Data for processing start
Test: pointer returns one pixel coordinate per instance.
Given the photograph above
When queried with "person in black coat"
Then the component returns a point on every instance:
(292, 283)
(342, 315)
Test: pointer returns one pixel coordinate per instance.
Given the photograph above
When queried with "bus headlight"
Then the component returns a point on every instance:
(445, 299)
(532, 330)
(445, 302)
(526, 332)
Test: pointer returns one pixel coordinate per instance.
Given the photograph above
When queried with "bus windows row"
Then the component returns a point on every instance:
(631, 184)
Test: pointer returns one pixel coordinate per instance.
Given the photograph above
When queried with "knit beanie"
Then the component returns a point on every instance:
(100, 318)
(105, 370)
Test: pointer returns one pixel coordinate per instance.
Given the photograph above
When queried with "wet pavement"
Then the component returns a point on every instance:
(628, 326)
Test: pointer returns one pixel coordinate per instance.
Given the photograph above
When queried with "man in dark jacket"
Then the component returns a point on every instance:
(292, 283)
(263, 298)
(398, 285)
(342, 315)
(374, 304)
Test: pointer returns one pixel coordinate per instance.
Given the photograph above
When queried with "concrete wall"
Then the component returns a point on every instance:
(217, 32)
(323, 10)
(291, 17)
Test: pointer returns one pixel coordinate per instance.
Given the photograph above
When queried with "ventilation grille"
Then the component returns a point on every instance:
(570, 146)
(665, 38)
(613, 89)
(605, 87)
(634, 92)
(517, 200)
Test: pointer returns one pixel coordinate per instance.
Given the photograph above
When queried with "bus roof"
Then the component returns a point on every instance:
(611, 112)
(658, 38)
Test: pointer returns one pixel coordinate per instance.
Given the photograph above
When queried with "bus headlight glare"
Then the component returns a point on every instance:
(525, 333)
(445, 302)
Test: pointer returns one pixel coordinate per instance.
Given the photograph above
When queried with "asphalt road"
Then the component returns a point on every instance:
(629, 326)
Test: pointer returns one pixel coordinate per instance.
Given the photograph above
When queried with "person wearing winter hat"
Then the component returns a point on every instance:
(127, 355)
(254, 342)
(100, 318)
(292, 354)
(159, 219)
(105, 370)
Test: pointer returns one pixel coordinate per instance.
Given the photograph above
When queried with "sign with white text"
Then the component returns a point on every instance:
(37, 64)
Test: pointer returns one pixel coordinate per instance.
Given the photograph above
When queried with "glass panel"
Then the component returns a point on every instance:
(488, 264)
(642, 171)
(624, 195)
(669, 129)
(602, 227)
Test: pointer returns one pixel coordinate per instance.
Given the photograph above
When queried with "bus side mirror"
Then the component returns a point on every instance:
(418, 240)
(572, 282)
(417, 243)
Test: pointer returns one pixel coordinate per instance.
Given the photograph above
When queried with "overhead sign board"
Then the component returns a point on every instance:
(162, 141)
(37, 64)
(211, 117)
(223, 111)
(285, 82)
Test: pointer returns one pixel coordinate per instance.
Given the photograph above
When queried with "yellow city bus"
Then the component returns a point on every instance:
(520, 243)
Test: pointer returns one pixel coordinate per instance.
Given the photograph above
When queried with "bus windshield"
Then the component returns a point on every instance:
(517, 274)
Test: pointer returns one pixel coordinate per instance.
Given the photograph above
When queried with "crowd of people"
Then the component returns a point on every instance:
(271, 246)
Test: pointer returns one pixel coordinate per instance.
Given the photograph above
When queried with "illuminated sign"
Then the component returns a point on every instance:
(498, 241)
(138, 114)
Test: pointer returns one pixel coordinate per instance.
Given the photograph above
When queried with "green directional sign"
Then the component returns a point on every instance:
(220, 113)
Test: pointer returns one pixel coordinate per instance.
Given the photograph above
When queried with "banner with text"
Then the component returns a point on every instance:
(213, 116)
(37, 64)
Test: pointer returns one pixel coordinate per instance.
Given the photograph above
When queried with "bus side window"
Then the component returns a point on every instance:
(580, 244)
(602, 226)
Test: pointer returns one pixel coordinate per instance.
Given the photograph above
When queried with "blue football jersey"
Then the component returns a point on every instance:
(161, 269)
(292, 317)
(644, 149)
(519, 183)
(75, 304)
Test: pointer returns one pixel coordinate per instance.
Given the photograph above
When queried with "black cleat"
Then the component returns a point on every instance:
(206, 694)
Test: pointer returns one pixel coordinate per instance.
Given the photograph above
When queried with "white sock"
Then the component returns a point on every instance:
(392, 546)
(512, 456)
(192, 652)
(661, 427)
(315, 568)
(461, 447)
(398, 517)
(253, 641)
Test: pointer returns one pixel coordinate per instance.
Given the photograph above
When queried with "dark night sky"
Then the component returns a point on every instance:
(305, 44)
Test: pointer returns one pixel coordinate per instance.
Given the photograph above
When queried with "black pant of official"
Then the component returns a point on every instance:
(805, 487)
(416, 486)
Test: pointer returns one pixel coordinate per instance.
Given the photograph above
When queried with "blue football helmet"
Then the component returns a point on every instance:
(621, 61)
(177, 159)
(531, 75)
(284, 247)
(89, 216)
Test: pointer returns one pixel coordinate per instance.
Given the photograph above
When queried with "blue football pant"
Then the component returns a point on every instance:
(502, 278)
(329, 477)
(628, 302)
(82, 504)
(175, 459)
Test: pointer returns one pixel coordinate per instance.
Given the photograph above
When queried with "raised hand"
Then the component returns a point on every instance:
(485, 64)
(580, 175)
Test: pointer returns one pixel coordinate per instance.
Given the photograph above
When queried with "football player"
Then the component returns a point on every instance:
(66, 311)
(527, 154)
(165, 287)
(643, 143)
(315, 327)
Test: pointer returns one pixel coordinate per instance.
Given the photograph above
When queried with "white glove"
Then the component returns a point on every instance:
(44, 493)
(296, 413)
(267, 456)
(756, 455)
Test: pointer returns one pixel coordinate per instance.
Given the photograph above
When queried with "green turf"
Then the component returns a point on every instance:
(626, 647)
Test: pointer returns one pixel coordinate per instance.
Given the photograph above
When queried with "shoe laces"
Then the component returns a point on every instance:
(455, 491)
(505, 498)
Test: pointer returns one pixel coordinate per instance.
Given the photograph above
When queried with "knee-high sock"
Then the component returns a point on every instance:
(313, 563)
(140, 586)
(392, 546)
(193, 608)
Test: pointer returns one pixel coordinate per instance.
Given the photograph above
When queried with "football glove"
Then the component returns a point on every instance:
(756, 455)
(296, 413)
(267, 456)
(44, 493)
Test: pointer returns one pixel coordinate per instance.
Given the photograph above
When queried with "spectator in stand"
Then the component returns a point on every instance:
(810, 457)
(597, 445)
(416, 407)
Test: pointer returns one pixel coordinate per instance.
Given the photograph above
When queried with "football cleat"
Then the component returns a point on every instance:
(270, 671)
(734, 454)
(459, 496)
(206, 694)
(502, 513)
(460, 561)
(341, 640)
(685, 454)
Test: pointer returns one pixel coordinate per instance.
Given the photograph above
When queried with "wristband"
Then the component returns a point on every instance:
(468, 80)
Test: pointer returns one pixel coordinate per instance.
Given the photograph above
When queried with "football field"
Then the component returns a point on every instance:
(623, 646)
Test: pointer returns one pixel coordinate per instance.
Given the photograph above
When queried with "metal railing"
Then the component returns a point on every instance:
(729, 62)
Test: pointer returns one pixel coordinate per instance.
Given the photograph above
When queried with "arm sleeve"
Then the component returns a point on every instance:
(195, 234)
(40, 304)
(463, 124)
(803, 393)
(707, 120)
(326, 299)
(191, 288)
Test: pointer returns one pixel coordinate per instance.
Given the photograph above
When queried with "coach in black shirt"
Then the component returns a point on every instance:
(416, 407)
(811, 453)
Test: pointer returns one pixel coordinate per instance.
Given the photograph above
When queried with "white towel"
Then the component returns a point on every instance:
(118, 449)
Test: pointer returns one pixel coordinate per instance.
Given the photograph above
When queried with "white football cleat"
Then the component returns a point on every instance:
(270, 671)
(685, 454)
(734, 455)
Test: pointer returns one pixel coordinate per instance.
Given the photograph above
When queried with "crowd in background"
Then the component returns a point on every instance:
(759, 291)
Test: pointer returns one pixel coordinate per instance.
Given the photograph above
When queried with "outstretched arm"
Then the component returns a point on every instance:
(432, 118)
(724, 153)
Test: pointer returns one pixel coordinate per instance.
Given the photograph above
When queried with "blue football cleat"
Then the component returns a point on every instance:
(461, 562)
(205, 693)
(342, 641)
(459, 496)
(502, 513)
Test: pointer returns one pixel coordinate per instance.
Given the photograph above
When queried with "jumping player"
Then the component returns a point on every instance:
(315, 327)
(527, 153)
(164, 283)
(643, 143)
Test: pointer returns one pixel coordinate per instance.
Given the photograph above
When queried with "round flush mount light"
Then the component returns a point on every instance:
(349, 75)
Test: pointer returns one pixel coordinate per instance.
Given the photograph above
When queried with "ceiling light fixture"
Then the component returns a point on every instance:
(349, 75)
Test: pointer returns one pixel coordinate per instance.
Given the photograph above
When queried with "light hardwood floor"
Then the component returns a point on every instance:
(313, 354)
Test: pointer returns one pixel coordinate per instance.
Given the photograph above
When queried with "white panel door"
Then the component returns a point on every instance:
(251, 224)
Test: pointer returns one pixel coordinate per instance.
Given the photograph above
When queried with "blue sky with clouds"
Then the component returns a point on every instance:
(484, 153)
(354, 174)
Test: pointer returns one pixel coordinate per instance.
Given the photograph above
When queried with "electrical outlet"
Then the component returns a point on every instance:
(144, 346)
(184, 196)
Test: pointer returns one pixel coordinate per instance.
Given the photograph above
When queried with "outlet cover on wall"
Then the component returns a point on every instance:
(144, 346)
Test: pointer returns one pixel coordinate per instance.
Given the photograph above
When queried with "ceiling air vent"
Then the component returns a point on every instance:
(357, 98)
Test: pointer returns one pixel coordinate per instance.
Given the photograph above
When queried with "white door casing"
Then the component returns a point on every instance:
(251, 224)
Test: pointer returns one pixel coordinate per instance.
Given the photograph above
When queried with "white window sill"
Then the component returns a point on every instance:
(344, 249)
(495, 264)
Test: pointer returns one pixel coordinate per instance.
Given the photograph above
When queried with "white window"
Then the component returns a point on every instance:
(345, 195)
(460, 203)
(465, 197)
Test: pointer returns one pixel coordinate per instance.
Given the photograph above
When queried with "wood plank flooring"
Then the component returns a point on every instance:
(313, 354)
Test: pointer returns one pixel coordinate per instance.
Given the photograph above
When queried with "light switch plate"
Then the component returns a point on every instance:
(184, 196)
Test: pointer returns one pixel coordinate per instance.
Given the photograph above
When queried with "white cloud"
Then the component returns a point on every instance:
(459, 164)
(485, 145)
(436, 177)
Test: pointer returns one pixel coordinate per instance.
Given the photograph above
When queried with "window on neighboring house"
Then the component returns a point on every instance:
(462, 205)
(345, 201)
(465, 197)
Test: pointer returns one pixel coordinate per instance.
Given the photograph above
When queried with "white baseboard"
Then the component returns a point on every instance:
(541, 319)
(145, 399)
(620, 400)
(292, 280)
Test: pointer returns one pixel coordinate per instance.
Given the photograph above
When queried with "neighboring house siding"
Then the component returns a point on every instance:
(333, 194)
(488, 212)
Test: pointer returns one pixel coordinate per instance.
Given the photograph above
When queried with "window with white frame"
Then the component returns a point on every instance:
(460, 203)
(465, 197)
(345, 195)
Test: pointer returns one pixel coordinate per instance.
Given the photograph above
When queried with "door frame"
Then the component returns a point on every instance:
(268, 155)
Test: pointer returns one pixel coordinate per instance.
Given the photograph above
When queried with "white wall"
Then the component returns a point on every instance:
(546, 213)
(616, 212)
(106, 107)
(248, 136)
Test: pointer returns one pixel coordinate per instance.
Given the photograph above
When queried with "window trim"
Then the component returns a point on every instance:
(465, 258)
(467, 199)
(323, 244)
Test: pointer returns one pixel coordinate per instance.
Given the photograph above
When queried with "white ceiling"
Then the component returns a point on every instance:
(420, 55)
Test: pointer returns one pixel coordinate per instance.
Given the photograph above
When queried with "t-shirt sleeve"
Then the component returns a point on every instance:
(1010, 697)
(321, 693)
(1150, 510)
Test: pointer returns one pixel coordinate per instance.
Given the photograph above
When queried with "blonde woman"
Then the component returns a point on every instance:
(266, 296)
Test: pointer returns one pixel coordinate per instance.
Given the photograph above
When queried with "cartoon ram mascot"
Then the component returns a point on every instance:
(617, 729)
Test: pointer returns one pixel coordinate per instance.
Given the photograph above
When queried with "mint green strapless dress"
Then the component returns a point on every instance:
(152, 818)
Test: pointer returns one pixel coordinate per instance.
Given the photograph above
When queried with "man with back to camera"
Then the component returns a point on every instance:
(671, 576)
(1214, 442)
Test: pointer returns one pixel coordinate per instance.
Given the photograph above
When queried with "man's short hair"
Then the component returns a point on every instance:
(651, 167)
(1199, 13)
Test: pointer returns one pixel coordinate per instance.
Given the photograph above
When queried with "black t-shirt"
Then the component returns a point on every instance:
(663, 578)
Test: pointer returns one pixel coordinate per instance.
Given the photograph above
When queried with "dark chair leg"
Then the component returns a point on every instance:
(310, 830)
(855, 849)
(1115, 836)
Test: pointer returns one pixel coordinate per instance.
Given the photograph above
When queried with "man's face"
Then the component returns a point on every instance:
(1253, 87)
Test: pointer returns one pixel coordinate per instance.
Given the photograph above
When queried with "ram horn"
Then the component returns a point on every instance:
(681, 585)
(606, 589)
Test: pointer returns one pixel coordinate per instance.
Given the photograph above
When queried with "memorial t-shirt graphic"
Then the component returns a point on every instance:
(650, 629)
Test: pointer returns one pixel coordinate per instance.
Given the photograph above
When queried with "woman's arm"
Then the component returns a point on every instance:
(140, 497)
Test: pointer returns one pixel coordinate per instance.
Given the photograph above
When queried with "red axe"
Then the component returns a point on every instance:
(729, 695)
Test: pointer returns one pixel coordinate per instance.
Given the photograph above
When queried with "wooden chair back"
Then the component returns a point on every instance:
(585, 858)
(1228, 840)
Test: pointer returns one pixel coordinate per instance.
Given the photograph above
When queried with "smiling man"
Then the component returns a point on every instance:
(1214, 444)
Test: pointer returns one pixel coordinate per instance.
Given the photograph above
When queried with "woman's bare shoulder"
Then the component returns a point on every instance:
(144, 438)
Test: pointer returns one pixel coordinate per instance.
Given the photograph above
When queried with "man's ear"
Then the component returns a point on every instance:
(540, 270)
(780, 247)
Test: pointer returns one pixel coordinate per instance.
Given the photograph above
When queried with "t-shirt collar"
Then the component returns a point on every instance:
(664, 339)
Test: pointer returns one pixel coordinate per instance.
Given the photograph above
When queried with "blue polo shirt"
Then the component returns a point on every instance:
Data for processing end
> Exercise description
Please report every line of the material above that contains the string "door", treating uppercase and lowercase as different.

> Written solution
When queried with "white panel door"
When queried with "white door casing"
When queried with "door frame"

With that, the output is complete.